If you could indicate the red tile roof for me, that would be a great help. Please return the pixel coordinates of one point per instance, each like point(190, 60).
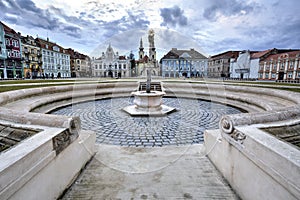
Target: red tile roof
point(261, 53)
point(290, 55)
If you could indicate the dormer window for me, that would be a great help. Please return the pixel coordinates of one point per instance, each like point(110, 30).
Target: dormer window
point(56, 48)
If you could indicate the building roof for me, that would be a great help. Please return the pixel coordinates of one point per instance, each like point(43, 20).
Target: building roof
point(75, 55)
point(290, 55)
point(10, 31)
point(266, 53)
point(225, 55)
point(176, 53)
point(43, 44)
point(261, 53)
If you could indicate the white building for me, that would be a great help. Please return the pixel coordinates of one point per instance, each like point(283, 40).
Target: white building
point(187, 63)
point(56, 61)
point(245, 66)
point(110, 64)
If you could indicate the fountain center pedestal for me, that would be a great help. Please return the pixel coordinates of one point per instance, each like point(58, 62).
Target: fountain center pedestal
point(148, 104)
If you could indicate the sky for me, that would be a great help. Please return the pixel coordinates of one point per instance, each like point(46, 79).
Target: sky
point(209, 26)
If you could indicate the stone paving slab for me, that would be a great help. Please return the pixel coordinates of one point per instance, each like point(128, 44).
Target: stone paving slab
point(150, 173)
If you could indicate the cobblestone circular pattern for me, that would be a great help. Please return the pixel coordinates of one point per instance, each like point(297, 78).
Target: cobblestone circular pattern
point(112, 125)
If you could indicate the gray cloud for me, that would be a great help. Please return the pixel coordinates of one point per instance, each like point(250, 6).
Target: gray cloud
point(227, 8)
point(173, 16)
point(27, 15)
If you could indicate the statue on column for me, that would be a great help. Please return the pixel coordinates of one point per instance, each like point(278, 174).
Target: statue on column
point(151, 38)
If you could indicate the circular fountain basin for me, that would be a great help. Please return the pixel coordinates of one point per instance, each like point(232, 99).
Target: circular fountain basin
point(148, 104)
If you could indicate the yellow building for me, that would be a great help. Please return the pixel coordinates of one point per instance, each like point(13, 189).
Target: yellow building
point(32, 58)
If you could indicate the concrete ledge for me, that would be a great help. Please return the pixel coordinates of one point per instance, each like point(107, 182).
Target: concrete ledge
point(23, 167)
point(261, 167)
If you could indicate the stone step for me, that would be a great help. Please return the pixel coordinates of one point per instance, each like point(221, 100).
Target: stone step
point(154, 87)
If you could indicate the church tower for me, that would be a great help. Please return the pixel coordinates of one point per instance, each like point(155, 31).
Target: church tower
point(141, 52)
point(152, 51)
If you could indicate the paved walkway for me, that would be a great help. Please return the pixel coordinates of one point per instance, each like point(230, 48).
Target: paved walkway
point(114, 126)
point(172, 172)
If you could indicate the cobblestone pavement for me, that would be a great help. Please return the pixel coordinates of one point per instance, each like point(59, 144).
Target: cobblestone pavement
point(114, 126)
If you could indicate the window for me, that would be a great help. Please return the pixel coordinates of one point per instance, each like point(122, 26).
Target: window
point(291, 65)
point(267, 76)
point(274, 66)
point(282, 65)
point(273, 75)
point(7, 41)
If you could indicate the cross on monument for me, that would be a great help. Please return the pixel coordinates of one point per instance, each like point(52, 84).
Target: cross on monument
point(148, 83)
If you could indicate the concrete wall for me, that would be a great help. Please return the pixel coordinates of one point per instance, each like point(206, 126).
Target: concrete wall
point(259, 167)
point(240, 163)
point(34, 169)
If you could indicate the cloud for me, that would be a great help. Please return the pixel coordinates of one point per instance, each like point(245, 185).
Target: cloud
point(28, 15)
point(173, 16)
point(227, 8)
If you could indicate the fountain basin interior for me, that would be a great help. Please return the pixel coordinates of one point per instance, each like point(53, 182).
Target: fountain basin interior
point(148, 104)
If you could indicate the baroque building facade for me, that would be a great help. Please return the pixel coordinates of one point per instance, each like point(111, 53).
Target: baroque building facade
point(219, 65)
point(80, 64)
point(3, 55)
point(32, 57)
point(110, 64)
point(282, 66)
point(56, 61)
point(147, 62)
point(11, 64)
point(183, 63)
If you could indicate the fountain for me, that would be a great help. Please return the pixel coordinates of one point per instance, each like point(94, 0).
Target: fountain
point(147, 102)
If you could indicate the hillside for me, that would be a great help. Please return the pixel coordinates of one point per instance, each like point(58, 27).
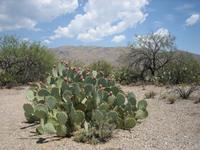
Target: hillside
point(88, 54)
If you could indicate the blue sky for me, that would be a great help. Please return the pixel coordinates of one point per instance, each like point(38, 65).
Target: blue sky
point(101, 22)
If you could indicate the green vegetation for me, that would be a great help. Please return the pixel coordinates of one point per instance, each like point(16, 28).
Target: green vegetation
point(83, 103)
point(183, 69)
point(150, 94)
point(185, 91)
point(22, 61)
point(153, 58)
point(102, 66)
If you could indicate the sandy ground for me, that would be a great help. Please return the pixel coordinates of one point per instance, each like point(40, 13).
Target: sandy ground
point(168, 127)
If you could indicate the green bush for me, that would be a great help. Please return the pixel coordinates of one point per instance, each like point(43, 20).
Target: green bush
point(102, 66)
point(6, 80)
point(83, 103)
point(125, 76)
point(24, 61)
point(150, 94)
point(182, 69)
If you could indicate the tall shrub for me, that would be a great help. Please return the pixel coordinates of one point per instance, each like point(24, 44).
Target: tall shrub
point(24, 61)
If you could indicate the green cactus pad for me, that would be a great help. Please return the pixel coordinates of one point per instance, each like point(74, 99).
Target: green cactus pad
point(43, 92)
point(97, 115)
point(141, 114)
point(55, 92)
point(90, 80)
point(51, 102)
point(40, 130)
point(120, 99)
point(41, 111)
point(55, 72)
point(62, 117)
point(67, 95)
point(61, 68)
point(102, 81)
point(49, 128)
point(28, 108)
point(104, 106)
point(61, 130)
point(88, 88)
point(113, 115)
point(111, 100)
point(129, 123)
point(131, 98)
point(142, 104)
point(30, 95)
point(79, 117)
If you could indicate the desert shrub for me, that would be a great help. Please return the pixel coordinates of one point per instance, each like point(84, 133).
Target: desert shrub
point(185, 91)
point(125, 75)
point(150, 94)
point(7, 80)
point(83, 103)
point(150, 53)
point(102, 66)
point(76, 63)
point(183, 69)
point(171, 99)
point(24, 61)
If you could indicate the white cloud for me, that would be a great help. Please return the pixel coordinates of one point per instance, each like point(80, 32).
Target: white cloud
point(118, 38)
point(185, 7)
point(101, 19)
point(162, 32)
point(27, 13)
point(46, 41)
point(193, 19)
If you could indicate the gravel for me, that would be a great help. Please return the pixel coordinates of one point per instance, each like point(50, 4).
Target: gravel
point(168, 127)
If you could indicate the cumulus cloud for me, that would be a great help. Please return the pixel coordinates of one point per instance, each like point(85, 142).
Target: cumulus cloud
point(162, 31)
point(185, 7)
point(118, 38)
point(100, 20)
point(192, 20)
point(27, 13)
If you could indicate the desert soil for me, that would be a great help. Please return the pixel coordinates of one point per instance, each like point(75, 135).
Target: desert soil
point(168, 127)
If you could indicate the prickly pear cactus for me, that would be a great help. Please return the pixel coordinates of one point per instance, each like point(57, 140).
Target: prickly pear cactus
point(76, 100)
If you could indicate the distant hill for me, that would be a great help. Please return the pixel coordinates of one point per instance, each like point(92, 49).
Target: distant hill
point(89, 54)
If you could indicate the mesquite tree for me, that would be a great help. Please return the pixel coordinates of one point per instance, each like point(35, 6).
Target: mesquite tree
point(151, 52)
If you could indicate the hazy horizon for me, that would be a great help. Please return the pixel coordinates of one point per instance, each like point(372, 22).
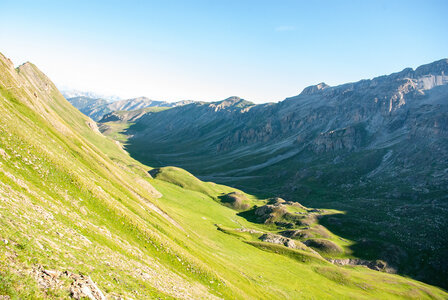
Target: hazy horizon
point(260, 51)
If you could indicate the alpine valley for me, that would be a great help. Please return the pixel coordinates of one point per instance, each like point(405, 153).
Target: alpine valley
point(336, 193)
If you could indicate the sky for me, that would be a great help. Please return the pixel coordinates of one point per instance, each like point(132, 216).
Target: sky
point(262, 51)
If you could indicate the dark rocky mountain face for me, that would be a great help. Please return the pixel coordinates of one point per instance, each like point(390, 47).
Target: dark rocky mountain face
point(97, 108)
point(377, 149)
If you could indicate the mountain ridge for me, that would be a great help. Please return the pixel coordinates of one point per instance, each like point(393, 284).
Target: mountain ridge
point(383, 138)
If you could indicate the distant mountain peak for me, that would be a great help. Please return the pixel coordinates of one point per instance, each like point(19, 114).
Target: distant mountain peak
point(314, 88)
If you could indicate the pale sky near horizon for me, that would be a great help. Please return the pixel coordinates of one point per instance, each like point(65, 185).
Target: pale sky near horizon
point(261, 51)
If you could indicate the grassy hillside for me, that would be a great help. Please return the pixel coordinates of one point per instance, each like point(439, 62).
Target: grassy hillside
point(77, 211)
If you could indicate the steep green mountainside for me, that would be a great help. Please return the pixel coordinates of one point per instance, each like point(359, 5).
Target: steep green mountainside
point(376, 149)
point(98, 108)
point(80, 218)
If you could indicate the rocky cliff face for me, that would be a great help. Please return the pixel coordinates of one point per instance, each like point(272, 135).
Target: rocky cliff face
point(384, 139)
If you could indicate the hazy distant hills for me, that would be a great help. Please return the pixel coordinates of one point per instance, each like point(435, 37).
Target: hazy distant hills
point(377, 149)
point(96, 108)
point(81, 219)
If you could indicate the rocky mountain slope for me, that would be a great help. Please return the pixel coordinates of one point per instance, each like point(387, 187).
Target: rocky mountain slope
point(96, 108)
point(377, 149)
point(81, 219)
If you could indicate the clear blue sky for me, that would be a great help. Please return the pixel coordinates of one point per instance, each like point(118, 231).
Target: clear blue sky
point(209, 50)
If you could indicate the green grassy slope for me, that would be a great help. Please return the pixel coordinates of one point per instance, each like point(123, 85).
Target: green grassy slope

AIM OF THE EXERCISE:
Beginning at the line containing "If you could indicate the grassy", repeat each line exactly through the last line of the entries, and include no other lines.

CORRECT RESULT:
If you could indicate the grassy hillside for me, that would be a great help. Please return the pixel coordinates of one point per instance, each like point(439, 62).
Target: grassy hillside
point(77, 211)
If you could indicate the steep green mountainside for me, that would be a great help. Please return the pixel coordinates of one point per instance, each like point(359, 5).
Target: steep green mountainside
point(376, 149)
point(98, 108)
point(80, 218)
If you could indicate the rocky cliff face for me, that would be a great help. Please return the pixel coordinates of one point per instance, each like point(272, 135).
Target: rocky cliff face
point(384, 139)
If you could indicate the hazy distant hills for me, that would be a great help. Please return the pixel coordinates of one point per instance, each like point(435, 37).
Target: hazy distant hills
point(377, 149)
point(96, 108)
point(81, 219)
If you could indicate the rocky mountain slope for me, that would be a great help. Please return the pixel coordinates of one point per instance, each like point(387, 187).
Target: rocky mountain slope
point(96, 108)
point(377, 149)
point(81, 219)
If you could indicate the clear blue sky for me, that would be a great help. Please return the pixel coordinates of one point per instance, each like point(118, 231).
Target: clear blue sky
point(209, 50)
If you could indicate the green grassy slope for me, that would be a great help. Please return the pixel coordinates of one point per instance, each like point(123, 85).
Target: green grassy slope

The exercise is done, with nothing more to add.